Aim of the task: Pick out every line of the items below that contains the word "street", and copy each such line in full.

Rows:

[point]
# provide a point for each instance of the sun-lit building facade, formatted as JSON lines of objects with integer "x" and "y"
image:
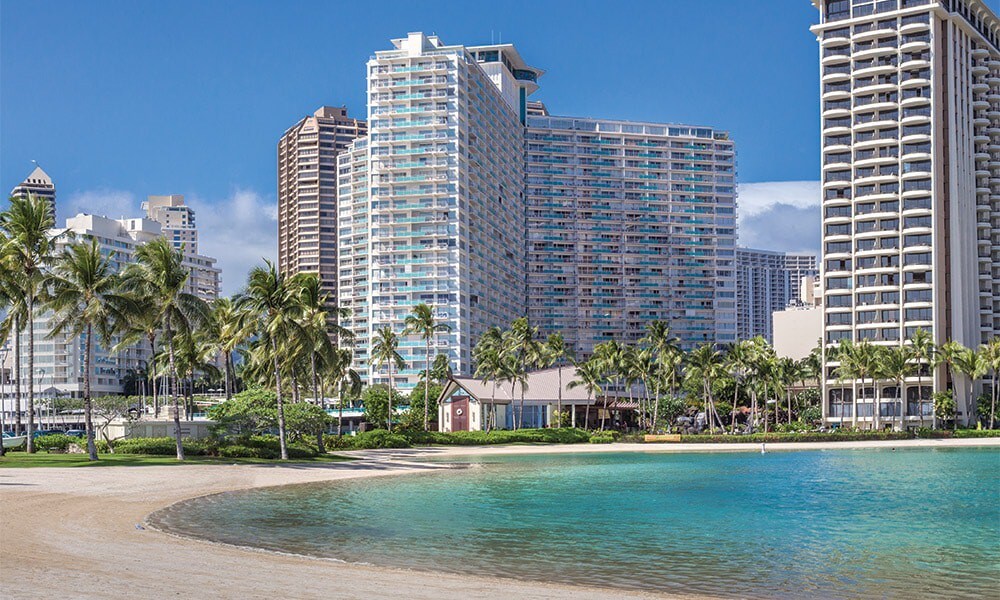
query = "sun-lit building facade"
{"x": 629, "y": 223}
{"x": 433, "y": 210}
{"x": 910, "y": 96}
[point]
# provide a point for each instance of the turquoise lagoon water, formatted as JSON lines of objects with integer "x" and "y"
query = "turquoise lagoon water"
{"x": 831, "y": 524}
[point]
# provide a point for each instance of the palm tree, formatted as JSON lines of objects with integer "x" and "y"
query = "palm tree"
{"x": 523, "y": 349}
{"x": 737, "y": 363}
{"x": 865, "y": 359}
{"x": 923, "y": 351}
{"x": 897, "y": 364}
{"x": 847, "y": 370}
{"x": 12, "y": 304}
{"x": 972, "y": 365}
{"x": 86, "y": 299}
{"x": 344, "y": 381}
{"x": 385, "y": 352}
{"x": 706, "y": 363}
{"x": 558, "y": 351}
{"x": 27, "y": 223}
{"x": 609, "y": 358}
{"x": 991, "y": 355}
{"x": 231, "y": 330}
{"x": 590, "y": 375}
{"x": 158, "y": 272}
{"x": 422, "y": 322}
{"x": 664, "y": 348}
{"x": 269, "y": 301}
{"x": 789, "y": 371}
{"x": 488, "y": 354}
{"x": 143, "y": 325}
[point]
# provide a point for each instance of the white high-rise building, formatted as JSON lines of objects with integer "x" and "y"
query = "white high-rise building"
{"x": 307, "y": 193}
{"x": 59, "y": 361}
{"x": 629, "y": 223}
{"x": 768, "y": 281}
{"x": 175, "y": 218}
{"x": 911, "y": 190}
{"x": 443, "y": 220}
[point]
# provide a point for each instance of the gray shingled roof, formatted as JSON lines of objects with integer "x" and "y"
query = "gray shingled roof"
{"x": 542, "y": 388}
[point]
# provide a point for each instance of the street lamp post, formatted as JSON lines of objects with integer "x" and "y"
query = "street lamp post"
{"x": 41, "y": 381}
{"x": 3, "y": 394}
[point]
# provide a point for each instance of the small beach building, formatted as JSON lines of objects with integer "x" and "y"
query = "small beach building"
{"x": 467, "y": 403}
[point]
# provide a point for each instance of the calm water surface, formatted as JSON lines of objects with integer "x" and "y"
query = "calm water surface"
{"x": 832, "y": 524}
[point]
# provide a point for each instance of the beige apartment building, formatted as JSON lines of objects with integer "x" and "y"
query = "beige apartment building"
{"x": 307, "y": 192}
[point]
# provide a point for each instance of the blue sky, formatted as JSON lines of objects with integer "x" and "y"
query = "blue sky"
{"x": 117, "y": 100}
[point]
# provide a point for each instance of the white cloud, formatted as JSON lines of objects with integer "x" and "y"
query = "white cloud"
{"x": 780, "y": 215}
{"x": 104, "y": 202}
{"x": 755, "y": 198}
{"x": 240, "y": 231}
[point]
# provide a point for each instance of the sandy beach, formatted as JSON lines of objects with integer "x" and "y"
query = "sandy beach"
{"x": 72, "y": 532}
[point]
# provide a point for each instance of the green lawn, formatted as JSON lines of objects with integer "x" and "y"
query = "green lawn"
{"x": 18, "y": 460}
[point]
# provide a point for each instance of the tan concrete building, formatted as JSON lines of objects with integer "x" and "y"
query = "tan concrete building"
{"x": 39, "y": 184}
{"x": 798, "y": 328}
{"x": 307, "y": 192}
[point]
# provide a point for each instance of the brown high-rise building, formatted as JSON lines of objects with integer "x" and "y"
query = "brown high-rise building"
{"x": 307, "y": 193}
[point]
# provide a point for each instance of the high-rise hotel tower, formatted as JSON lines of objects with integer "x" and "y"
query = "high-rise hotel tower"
{"x": 431, "y": 206}
{"x": 629, "y": 223}
{"x": 468, "y": 197}
{"x": 307, "y": 193}
{"x": 911, "y": 190}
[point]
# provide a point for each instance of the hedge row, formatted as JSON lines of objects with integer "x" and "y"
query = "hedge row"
{"x": 563, "y": 435}
{"x": 255, "y": 446}
{"x": 757, "y": 438}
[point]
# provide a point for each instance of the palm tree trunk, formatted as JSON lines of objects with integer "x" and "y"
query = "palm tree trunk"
{"x": 151, "y": 374}
{"x": 522, "y": 403}
{"x": 88, "y": 361}
{"x": 559, "y": 400}
{"x": 340, "y": 413}
{"x": 322, "y": 405}
{"x": 227, "y": 356}
{"x": 281, "y": 404}
{"x": 173, "y": 388}
{"x": 732, "y": 416}
{"x": 656, "y": 402}
{"x": 31, "y": 372}
{"x": 17, "y": 377}
{"x": 427, "y": 381}
{"x": 493, "y": 403}
{"x": 854, "y": 399}
{"x": 388, "y": 416}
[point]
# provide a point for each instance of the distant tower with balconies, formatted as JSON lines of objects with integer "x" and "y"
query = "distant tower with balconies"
{"x": 911, "y": 192}
{"x": 37, "y": 184}
{"x": 307, "y": 193}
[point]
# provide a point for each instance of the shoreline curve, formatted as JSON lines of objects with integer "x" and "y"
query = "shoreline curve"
{"x": 76, "y": 532}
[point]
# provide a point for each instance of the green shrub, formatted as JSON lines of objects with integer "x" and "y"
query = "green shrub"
{"x": 379, "y": 438}
{"x": 833, "y": 436}
{"x": 564, "y": 435}
{"x": 976, "y": 433}
{"x": 55, "y": 442}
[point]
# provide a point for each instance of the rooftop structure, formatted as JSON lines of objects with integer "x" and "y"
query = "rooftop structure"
{"x": 911, "y": 192}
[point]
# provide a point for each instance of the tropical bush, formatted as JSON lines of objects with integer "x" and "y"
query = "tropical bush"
{"x": 833, "y": 436}
{"x": 55, "y": 442}
{"x": 565, "y": 435}
{"x": 376, "y": 402}
{"x": 379, "y": 438}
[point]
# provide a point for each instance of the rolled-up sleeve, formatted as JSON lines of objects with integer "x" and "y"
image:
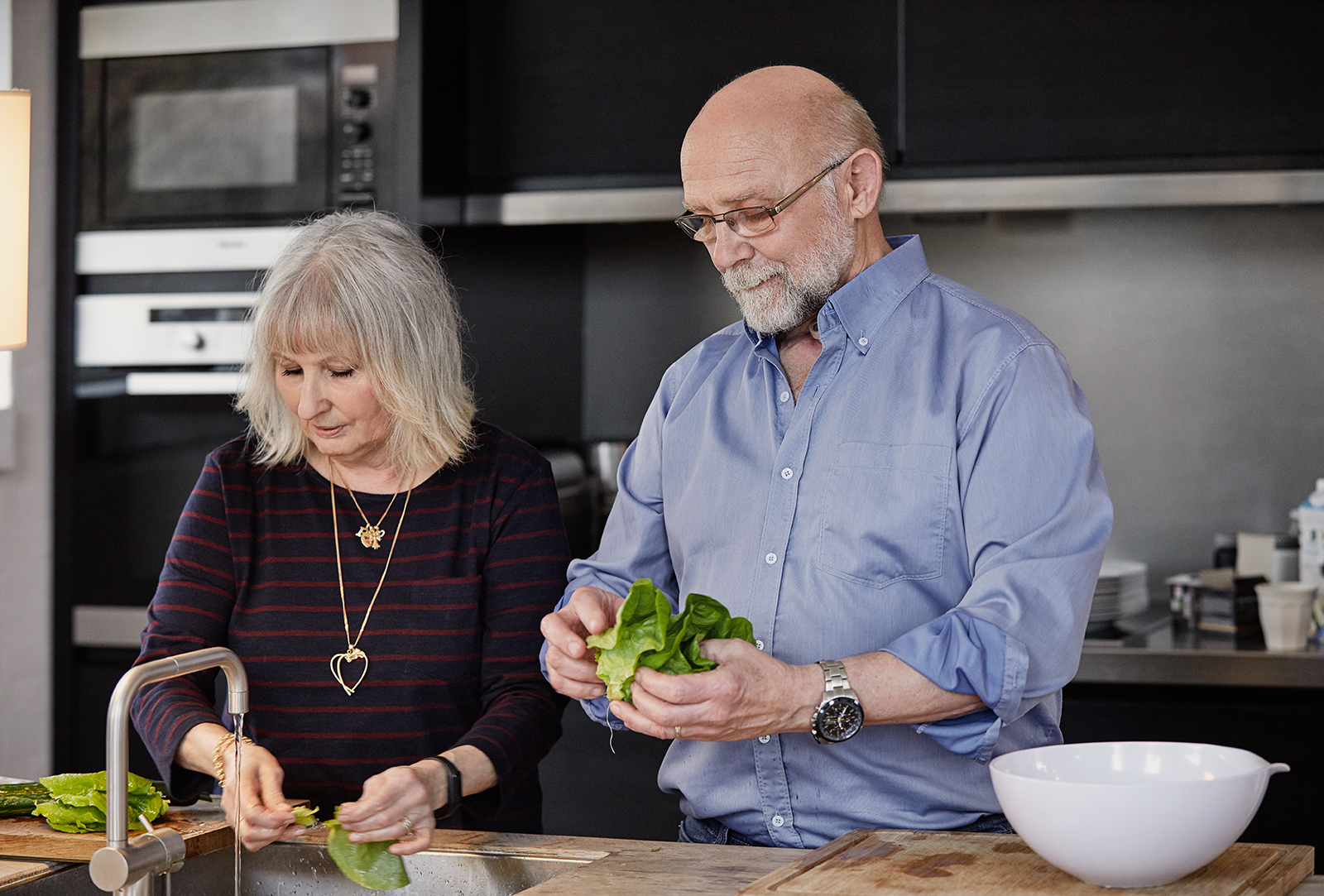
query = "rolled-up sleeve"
{"x": 1037, "y": 519}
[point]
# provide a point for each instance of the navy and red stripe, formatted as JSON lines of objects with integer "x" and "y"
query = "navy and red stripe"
{"x": 452, "y": 641}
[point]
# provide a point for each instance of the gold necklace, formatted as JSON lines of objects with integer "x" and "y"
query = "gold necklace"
{"x": 353, "y": 653}
{"x": 368, "y": 534}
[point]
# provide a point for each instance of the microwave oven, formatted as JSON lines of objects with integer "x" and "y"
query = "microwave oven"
{"x": 212, "y": 113}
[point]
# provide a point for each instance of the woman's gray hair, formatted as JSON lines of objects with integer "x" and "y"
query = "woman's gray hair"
{"x": 363, "y": 287}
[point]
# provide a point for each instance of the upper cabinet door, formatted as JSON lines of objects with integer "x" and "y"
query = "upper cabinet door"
{"x": 1111, "y": 85}
{"x": 602, "y": 92}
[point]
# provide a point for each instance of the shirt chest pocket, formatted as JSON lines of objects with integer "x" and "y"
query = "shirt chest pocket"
{"x": 885, "y": 512}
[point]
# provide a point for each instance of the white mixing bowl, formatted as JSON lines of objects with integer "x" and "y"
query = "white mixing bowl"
{"x": 1131, "y": 813}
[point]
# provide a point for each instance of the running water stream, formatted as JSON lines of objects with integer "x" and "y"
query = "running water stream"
{"x": 238, "y": 817}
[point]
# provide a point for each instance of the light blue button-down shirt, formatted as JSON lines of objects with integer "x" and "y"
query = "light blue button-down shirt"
{"x": 933, "y": 492}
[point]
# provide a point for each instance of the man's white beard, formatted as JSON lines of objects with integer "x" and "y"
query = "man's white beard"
{"x": 785, "y": 298}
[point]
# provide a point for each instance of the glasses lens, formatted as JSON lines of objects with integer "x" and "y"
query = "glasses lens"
{"x": 751, "y": 223}
{"x": 697, "y": 227}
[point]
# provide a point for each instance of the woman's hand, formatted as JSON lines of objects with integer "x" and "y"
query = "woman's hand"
{"x": 412, "y": 792}
{"x": 257, "y": 800}
{"x": 255, "y": 807}
{"x": 399, "y": 794}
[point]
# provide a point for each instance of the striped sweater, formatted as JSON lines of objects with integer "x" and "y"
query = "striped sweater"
{"x": 452, "y": 641}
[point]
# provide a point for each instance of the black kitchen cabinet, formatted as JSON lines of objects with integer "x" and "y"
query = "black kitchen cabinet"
{"x": 523, "y": 95}
{"x": 1110, "y": 85}
{"x": 599, "y": 93}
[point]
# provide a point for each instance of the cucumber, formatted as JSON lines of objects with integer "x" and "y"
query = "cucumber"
{"x": 22, "y": 798}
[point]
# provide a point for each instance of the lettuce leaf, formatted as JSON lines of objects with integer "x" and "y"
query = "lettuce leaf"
{"x": 367, "y": 865}
{"x": 641, "y": 626}
{"x": 648, "y": 635}
{"x": 79, "y": 803}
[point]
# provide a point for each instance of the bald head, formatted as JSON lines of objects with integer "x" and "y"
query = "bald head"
{"x": 785, "y": 113}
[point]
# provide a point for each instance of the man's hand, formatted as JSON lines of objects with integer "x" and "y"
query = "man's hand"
{"x": 571, "y": 668}
{"x": 748, "y": 695}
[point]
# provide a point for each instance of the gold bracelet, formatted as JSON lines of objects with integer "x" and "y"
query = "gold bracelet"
{"x": 228, "y": 740}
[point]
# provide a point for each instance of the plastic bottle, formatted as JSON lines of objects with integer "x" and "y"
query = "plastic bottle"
{"x": 1310, "y": 516}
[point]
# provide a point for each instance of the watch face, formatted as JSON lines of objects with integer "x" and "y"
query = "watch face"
{"x": 840, "y": 719}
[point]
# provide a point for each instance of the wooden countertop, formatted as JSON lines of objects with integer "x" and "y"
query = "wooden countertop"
{"x": 612, "y": 867}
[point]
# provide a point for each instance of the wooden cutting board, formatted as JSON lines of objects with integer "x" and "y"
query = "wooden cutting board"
{"x": 17, "y": 873}
{"x": 915, "y": 863}
{"x": 204, "y": 830}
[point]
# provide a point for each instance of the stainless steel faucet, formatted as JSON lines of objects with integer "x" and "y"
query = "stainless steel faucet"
{"x": 123, "y": 866}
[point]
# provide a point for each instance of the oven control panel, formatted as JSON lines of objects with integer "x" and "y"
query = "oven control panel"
{"x": 163, "y": 328}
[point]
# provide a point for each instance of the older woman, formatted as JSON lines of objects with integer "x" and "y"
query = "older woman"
{"x": 377, "y": 560}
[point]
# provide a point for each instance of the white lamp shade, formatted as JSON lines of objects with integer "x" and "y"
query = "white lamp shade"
{"x": 15, "y": 143}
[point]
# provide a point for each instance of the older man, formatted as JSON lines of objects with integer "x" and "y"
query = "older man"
{"x": 891, "y": 477}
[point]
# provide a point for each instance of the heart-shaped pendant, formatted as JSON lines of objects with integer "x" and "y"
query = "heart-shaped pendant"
{"x": 348, "y": 657}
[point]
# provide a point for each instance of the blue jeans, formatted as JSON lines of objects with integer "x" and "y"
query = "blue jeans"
{"x": 708, "y": 830}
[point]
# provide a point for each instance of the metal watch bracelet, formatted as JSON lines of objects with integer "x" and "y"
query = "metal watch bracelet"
{"x": 454, "y": 785}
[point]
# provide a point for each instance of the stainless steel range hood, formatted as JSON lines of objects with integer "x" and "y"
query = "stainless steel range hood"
{"x": 915, "y": 196}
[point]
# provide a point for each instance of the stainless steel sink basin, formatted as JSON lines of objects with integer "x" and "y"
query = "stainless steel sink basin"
{"x": 306, "y": 870}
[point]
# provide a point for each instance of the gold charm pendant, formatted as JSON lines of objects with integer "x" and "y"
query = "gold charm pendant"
{"x": 342, "y": 659}
{"x": 371, "y": 536}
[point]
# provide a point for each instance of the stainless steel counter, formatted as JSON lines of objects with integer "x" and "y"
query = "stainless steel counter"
{"x": 1149, "y": 651}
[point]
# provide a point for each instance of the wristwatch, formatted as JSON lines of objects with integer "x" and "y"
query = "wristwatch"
{"x": 838, "y": 716}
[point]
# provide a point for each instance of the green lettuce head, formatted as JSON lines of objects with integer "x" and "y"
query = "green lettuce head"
{"x": 648, "y": 635}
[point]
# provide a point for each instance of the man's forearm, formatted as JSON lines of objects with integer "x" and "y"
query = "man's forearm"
{"x": 890, "y": 692}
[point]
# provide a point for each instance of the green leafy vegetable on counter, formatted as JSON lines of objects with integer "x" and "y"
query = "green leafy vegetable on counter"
{"x": 648, "y": 635}
{"x": 367, "y": 865}
{"x": 19, "y": 800}
{"x": 76, "y": 803}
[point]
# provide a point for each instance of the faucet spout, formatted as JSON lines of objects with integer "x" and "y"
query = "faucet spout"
{"x": 118, "y": 866}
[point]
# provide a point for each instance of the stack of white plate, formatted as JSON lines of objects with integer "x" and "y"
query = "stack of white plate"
{"x": 1120, "y": 591}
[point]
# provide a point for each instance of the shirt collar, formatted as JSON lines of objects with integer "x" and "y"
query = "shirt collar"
{"x": 867, "y": 299}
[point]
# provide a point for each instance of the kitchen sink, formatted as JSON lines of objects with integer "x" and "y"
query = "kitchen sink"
{"x": 306, "y": 870}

Solution to this exercise:
# provide a point for each instance of the street lamp post, formatted as JSON lines of objects with integer "x" and "y"
query = "street lamp post"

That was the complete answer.